Echo back every one of the entries below word for word, leaving the pictures out of your reply.

--- RECORDS SHOWN ---

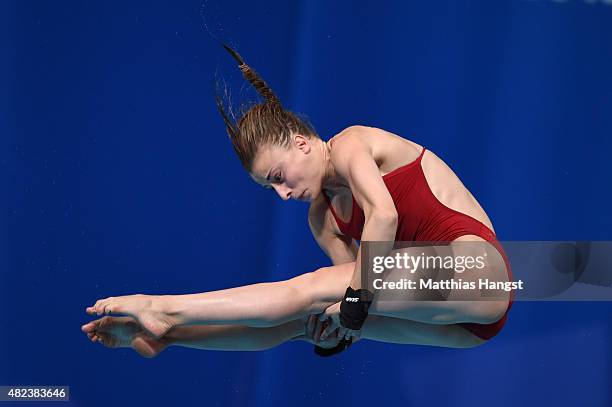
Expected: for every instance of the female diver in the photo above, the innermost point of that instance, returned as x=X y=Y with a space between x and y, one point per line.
x=364 y=184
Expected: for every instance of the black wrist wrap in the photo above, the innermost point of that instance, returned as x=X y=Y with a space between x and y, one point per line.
x=342 y=345
x=354 y=308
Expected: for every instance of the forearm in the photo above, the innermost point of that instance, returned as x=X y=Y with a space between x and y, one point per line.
x=256 y=305
x=232 y=337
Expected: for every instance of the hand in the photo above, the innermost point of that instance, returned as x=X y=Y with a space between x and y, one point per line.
x=332 y=317
x=314 y=329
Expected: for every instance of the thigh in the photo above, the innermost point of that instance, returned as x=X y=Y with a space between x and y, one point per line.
x=492 y=269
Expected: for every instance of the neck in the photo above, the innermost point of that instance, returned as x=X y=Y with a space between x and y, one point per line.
x=331 y=180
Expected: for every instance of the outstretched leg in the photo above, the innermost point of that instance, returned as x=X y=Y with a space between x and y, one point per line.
x=272 y=304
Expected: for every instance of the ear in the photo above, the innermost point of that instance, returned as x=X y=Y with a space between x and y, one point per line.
x=302 y=143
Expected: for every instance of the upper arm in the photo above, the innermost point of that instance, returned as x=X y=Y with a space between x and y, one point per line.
x=339 y=248
x=353 y=159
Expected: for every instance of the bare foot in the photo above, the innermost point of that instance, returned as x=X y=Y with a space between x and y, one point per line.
x=142 y=307
x=123 y=332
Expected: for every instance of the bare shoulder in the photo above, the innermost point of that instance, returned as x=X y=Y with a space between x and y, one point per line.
x=319 y=217
x=386 y=148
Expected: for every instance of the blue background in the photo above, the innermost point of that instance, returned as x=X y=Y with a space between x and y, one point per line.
x=117 y=177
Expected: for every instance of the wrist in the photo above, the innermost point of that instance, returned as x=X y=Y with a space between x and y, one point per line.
x=354 y=307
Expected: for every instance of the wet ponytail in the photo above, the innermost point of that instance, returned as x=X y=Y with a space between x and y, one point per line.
x=264 y=123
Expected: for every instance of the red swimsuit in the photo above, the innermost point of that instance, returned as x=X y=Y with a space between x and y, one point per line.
x=422 y=217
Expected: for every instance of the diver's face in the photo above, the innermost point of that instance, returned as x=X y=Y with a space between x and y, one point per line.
x=293 y=172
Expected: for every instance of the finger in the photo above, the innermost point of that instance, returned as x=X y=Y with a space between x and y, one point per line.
x=341 y=332
x=88 y=327
x=310 y=325
x=319 y=328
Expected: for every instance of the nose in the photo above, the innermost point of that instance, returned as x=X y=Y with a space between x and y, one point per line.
x=283 y=192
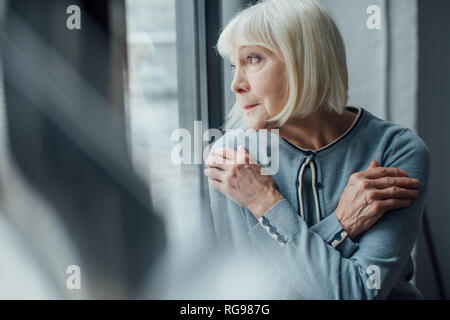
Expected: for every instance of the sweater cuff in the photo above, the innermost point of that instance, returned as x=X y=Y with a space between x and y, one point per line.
x=328 y=229
x=281 y=222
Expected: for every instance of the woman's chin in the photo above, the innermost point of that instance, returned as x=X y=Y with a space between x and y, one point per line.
x=256 y=124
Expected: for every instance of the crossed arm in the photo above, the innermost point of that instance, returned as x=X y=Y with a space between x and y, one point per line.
x=313 y=267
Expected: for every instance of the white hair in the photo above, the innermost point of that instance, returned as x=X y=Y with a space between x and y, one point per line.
x=305 y=37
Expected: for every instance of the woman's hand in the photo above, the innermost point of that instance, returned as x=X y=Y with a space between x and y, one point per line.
x=238 y=176
x=370 y=193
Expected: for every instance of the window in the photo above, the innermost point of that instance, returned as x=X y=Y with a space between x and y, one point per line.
x=154 y=112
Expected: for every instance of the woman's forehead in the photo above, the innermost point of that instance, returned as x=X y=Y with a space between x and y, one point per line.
x=243 y=49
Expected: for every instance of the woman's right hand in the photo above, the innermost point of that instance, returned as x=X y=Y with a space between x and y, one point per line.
x=370 y=194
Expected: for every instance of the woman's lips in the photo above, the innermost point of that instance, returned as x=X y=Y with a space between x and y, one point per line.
x=250 y=106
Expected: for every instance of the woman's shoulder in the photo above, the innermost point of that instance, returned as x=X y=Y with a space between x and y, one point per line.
x=394 y=137
x=401 y=147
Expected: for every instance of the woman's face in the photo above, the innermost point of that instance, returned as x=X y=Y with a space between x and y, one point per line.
x=259 y=84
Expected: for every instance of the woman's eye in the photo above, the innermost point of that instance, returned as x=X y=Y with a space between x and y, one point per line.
x=253 y=59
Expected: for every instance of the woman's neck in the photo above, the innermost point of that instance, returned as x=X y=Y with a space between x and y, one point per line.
x=318 y=129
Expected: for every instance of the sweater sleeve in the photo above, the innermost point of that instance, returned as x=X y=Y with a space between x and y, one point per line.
x=231 y=222
x=318 y=271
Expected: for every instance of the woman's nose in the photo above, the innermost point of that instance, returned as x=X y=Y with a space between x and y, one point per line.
x=240 y=83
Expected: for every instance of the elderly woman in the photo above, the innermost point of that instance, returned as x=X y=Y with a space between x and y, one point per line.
x=339 y=218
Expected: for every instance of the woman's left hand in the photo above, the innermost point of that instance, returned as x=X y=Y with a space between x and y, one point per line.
x=238 y=176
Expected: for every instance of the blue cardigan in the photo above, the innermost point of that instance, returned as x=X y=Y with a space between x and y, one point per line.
x=300 y=237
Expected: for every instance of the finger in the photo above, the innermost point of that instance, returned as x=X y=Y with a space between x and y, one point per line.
x=395 y=193
x=226 y=153
x=380 y=172
x=215 y=174
x=373 y=164
x=387 y=182
x=243 y=157
x=217 y=162
x=393 y=204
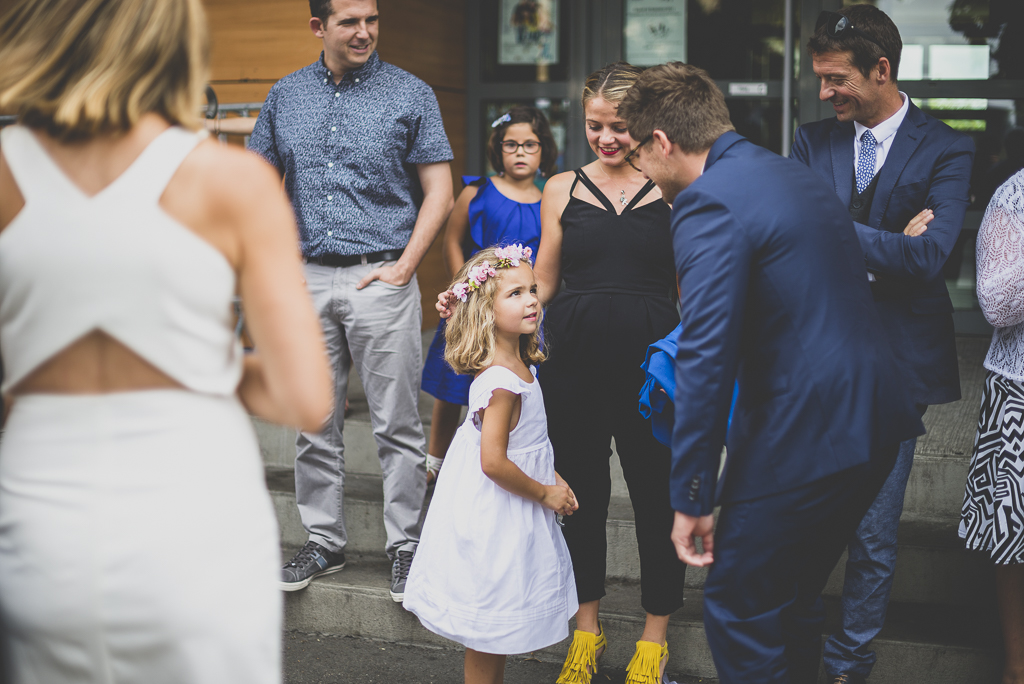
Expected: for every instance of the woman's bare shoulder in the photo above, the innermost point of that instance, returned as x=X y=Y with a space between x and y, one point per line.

---

RESPONSE TO THIS TASK:
Expected: for every instance of the female diver in the photo above, the innermost point of that instance, returned as x=X y=Y with a space between x and y, one point per line.
x=364 y=184
Expected: for every instance of the black wrist wrap in the photo above, the innermost point of that instance, returned as x=X y=Y with a space between x and y, one point per line.
x=342 y=345
x=354 y=308
Expected: for every instance of the forearm in the photo above, the innermost point of that instance, returned as x=X y=Y with a space between x and y, one point per line.
x=256 y=305
x=232 y=337
Expected: for every instance of the hand in the photo above, the innermost point of that instance, returned as x=X y=Y with a space between x and y, one point per line.
x=332 y=317
x=314 y=329
Expected: for every instance of the thigh in the photo above, the innermost point of that instance, returned as x=X y=Y with a space between x and y, one point per line.
x=492 y=269
Expected: for every instance of the neck in the photo above, the innermost point of that instance, returned as x=X y=Y with a space between x and y, one point per line.
x=331 y=180
Expected: for every instance of the outstretched leg in the photo above, the innermost point of that instance, returned as x=X y=Y with a space between x and y, one point per line.
x=272 y=304
Expected: for every instance of the ear in the photo above, the innermost point of that instance, returned as x=X y=Y with a space between x and y, one point per line.
x=302 y=143
Expected: for every instance of the upper arm in the photo above, the innermost point of that instance, returned as x=X y=Y with a space between x and y, one point per line.
x=339 y=248
x=353 y=159
Expected: for every instance of the bare foot in the photo above, the innermost point of that instance, returned as x=X y=Y with a space between x and y, one point per line.
x=142 y=307
x=123 y=332
Expected: for every instance of the bare shoulder in the photo above, the innermost point of that instance, returned as x=X y=Y with a space between x and y, one point per line.
x=319 y=217
x=386 y=148
Expected: for every instance of the blue background in the photo above, the innermost point of that instance, returned as x=X y=Y with a space between x and y, one point per line.
x=117 y=177
Expected: for every instance of the wrist in the photo above, the innermost point of that instance, returned as x=X y=Y with a space between x and y, one point per line.
x=354 y=307
Expected: for every instance of the wet ponytail in the photo above, the innermost point of that instance, returned as x=X y=Y with a space between x and y, one point per line.
x=264 y=123
Expected: for every instance of the red swimsuit in the photo above, the innermost point of that instance, returned as x=X y=Y with a space between x and y, one point per line.
x=422 y=217
Expected: for every instance of the diver's face in the photo above, the innermost point of that instance, returned as x=X y=Y with a space between x and y, one point per line.
x=293 y=172
Expected: for every instance of the finger in the photo above, the innermost point of that instance, returned as x=X y=Y with a space between x and y, one point per line.
x=341 y=332
x=88 y=327
x=310 y=325
x=319 y=328
Expected: for every instance of the nose in the photo above, the innermost point of that instance, returned as x=X y=Y with a space between x and y, one point per line.
x=283 y=192
Expected: for every instance of the sweater cuff in the photo above, the innermost point of that instance, returned as x=X y=Y with a space between x and y, one point per line.
x=328 y=229
x=281 y=222
Expected: for every instance of the woman's chin in the photo above, the innermost point of that instance, returned as x=X y=Y with a space between x and y, one point per line.
x=256 y=124
Expected: for every instance of the crossed arm in the photo above, the innermost point of that instance, returned as x=X y=Y with a space between x and y, one point per line.
x=313 y=267
Expected: for every instance of the white hair in the photo above, the innermost point of that instance, returned as x=X y=Y with a space between x and y, one point per line.
x=305 y=37
Expected: for every instance of the woman's hand in the photo above, the innermost point of that instance, returned as x=X y=Y with a space between x and y, one point per line.
x=238 y=176
x=370 y=193
Expected: for every instance of the window in the photo above, the innermost point of that instance, returned as x=X y=Y with a space between x and y, one point per line.
x=154 y=112
Expected: for every instance of the woman's forehead in the photo above, the innermost point of that instance, returned as x=X y=Y with a space between x and y, one point per line.
x=243 y=49
Expected: for every instance of the woman's right hand in the photo above, the innermost point of that instance, returned as x=X y=Y with a space between x and y, one point per line.
x=370 y=194
Expected: for every instance of the woman's lips in the photo above, the innermost point of that instance, returned as x=X y=Y with a space between x and y, one point per line.
x=250 y=106
Expected: for every instance of the woman's shoulder in the photo above, the innermost point of that instance, returned as x=X y=Y with a space between x and y, one point per line.
x=394 y=137
x=401 y=147
Expected: for every instance of the woman's face in the photo above, the innermost point of that instance, returned as x=X y=Y with a space between x and y, one point per line.
x=259 y=84
Expected: for every instance of the woman's eye in the photo above, the innermost point of that instance, returned as x=X y=Y with a space between x and y, one point per line.
x=253 y=59
Expected: for every instance of the woman's neck in the photo above, the innermost point of that instance, returned as x=X y=Y with a space between x and y, one point per line.
x=318 y=129
Expected: for every instance of the sweater sleeve in the photo above, the innermost point of that instance, returned as x=X y=Y with a space between x and y, one point per line.
x=231 y=222
x=318 y=271
Expected: for every instance of the woman's nose in the photo above, the innermost point of that instance, returned as x=X y=Y with a space between x and y, one point per line.
x=240 y=83
Expected: for every instance of the elderly woman in the photo above, the innermost point of that instance, returned as x=X y=Y with a space between x and y, one point per line.
x=339 y=218
Expected: for every instance of the woman's left hand in the photo above, the innermost point of that instance, returned as x=X y=Y with a space between x and y, one point per line.
x=238 y=176
Expected: for every instance of the blue cardigan in the photo above, the innermost point of that instance, returned as x=X y=Y with a space between x and y, one point per line.
x=300 y=237
Expected: for every instance of the finger in the photo above, the innermost point of that instance, returned as x=X y=Y with a space between x and y, one point per line.
x=395 y=193
x=226 y=153
x=380 y=172
x=215 y=174
x=373 y=164
x=387 y=182
x=243 y=157
x=217 y=162
x=393 y=204
Expected: for every instance of the woman's bare shoulder in the photo above, the innermost point of that instance, returned as x=X y=Y with a space between x and y, one point per line.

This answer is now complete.